Brown backs up that claim to success with numbers. The school’s “success rate,” defined by the Ohio Department of Higher Education as students still working on an associate degree or transferring to a four-year university or another community college three years after they enroll, is 63 percent.
In 2018, LCCC was designated No. 1 in the nation for student success by the Ohio Association of Community Colleges. Last year, it was ranked in the nation’s top 150 community colleges by the global nonprofit Aspen Institute.
Joe McAleese, former chief executive officer and chairman of Bendix Commercial Vehicle Systems — one of Lorain County’s biggest employers with 700 employees at its Elyria facility — calls LCCC “a critical cog in the transition from heavy automotive manufacturing.” Sumner concurs. He, like McAleese, have worked with LCCC on developing curricula.
“They’re doing a lot of stuff around manufacturing and automation, which is big for us as we try to automate our plants,” Sumner says. “And, they’ve added new programs around additive manufacturing and other things that are of particular interest to us.”
According to Brown, McAleese and Sumner are not alone. “LCCC and our leadership is always out there asking the community leaders, ‘How can we better serve you? We’re your community college. What type of training programs do you need? What type of talent do you need?’” she says. Responding to those questions helps the school prepare its students to fill local jobs, such as the software engineering positions at Ridge Tool that Sumner mentions. Brown surmises that it’s one reason why over 85 percent of LCCC students remain in the area after graduation.

+--

--- Required tasks ---
1/ Name every person mentioned by name in the LCCC passage.
2/ Retype the LCCC passage from "Brown backs up" to "on developing curricula.".
The listing is unrelated to the LCCC passage.

+--

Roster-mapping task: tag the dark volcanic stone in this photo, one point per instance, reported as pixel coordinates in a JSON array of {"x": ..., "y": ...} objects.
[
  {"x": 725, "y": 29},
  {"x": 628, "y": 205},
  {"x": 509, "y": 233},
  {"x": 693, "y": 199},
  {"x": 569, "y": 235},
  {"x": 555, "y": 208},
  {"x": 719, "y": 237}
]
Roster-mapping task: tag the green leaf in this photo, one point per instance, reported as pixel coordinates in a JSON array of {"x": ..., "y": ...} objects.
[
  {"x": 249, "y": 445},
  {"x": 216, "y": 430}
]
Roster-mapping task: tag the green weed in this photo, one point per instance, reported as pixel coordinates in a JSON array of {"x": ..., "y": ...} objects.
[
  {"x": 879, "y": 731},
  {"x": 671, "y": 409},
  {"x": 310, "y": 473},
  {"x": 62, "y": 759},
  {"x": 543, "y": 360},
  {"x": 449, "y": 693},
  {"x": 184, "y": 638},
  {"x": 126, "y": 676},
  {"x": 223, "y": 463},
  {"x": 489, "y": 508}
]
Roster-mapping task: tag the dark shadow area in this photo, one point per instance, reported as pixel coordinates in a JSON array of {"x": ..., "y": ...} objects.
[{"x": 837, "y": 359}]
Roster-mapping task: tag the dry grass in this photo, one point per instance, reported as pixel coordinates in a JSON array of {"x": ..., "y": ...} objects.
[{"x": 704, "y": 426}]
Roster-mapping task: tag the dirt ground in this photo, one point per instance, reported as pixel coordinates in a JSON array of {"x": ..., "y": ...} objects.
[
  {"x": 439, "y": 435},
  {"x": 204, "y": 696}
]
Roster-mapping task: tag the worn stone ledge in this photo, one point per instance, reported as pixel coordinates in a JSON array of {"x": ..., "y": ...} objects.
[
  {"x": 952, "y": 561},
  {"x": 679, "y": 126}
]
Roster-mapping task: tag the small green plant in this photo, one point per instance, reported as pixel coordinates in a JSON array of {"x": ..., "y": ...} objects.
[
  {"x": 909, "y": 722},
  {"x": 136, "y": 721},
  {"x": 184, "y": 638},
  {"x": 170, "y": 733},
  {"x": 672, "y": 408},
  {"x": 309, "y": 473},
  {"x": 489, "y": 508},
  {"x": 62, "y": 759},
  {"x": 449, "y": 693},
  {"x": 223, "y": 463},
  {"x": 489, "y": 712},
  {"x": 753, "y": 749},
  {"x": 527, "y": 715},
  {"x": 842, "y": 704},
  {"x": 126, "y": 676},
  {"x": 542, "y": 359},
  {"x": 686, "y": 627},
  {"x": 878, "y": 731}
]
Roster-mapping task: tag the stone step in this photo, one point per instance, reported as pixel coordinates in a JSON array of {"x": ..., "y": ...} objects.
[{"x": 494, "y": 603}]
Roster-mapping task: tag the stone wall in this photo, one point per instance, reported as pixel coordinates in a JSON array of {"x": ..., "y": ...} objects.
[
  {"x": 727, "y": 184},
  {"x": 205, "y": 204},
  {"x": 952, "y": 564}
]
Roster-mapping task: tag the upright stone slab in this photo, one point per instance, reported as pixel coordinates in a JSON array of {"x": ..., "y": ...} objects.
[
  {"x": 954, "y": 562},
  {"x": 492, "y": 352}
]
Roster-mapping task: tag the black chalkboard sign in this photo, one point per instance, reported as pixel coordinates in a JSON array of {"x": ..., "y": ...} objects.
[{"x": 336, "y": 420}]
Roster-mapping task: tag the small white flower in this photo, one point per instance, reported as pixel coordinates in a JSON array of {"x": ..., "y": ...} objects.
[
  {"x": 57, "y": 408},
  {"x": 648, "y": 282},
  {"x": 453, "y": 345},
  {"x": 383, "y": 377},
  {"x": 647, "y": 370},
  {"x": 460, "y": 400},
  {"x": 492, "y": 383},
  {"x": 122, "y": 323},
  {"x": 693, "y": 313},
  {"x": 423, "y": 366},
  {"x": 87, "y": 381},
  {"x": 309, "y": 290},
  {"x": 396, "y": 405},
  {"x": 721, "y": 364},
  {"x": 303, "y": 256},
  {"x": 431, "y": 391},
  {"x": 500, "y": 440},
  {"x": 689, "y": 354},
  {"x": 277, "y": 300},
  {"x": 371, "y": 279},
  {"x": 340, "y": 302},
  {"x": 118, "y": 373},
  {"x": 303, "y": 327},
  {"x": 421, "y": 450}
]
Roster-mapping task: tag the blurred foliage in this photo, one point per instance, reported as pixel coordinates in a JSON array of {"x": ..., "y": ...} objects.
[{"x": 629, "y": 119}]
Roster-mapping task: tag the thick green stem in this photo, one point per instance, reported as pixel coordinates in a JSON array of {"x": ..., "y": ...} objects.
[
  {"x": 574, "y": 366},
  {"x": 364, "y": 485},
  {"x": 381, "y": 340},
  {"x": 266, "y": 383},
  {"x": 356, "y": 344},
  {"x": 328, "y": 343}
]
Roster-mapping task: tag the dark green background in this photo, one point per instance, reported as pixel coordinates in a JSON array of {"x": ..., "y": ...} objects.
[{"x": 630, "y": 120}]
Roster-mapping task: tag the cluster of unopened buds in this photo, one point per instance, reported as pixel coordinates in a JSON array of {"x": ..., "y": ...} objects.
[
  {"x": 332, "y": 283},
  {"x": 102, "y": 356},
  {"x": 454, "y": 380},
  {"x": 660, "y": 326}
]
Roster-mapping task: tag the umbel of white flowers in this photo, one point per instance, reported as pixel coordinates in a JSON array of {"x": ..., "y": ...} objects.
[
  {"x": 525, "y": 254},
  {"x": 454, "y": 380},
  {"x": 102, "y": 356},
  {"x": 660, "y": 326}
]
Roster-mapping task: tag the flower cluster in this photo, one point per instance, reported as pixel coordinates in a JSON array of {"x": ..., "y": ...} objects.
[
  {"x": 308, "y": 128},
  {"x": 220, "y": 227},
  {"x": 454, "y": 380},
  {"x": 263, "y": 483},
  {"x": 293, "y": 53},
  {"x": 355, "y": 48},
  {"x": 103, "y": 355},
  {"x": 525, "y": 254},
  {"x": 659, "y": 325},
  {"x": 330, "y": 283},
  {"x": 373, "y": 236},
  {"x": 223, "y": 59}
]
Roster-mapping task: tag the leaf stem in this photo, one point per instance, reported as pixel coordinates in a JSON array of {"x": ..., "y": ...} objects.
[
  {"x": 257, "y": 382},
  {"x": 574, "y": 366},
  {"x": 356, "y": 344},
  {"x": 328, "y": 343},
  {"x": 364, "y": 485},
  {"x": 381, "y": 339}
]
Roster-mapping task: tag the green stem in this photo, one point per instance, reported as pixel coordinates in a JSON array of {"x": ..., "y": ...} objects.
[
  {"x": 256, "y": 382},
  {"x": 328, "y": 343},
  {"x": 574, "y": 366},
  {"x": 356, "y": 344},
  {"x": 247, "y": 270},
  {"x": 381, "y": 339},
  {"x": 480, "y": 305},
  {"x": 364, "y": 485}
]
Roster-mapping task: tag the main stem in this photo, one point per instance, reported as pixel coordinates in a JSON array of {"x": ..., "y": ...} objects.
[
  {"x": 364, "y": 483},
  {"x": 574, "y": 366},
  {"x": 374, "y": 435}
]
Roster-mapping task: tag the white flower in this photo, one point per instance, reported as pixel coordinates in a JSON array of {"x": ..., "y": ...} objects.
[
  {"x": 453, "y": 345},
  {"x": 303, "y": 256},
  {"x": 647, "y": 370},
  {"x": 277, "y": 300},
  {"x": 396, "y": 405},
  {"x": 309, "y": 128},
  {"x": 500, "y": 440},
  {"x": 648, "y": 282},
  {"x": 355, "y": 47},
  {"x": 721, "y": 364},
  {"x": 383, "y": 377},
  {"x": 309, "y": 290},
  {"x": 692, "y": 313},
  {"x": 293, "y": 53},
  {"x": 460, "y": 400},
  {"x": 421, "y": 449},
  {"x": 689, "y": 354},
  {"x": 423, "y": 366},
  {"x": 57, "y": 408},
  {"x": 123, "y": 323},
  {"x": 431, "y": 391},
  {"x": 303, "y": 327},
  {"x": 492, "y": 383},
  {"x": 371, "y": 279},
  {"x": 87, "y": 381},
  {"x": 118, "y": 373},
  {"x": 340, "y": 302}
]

+--

--- Answers to the exercise ---
1/ Brown, Joe McAleese, Sumner

2/
Brown backs up that claim to success with numbers. The school’s “success rate,” defined by the Ohio Department of Higher Education as students still working on an associate degree or transferring to a four-year university or another community college three years after they enroll, is 63 percent.
In 2018, LCCC was designated No. 1 in the nation for student success by the Ohio Association of Community Colleges. Last year, it was ranked in the nation’s top 150 community colleges by the global nonprofit Aspen Institute.
Joe McAleese, former chief executive officer and chairman of Bendix Commercial Vehicle Systems — one of Lorain County’s biggest employers with 700 employees at its Elyria facility — calls LCCC “a critical cog in the transition from heavy automotive manufacturing.” Sumner concurs. He, like McAleese, have worked with LCCC on developing curricula.